Objective :: Reproduce the records from their start through the line containing "<point>207,392</point>", inclusive, with the requests unchanged. Scale every coordinate in the answers by 0.65, rounding to whole numbers with halves going up.

** start of Records to process **

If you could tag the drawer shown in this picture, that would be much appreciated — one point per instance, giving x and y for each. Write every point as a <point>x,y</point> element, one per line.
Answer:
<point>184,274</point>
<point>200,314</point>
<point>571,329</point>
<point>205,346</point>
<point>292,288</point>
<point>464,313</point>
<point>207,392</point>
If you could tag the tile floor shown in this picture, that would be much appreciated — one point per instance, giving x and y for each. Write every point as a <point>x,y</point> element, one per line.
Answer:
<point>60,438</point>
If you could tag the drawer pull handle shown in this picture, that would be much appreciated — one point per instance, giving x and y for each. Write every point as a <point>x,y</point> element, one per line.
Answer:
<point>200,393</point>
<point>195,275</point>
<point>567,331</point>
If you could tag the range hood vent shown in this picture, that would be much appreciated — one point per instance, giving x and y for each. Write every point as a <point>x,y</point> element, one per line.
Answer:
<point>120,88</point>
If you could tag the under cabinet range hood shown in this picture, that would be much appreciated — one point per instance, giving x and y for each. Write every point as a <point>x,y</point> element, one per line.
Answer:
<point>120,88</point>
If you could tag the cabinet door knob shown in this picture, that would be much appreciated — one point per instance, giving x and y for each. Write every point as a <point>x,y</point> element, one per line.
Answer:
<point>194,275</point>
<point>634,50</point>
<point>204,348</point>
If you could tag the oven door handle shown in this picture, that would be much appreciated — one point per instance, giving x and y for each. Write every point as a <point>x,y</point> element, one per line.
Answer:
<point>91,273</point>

** end of Records to process **

Solution for this task ::
If you could tag the drawer shown in this picture, that would be much appreciated — one point per instance, giving x and y for each. Write every point as a <point>x,y</point> element, one per line.
Answer:
<point>120,178</point>
<point>130,204</point>
<point>371,214</point>
<point>133,225</point>
<point>190,187</point>
<point>302,203</point>
<point>135,255</point>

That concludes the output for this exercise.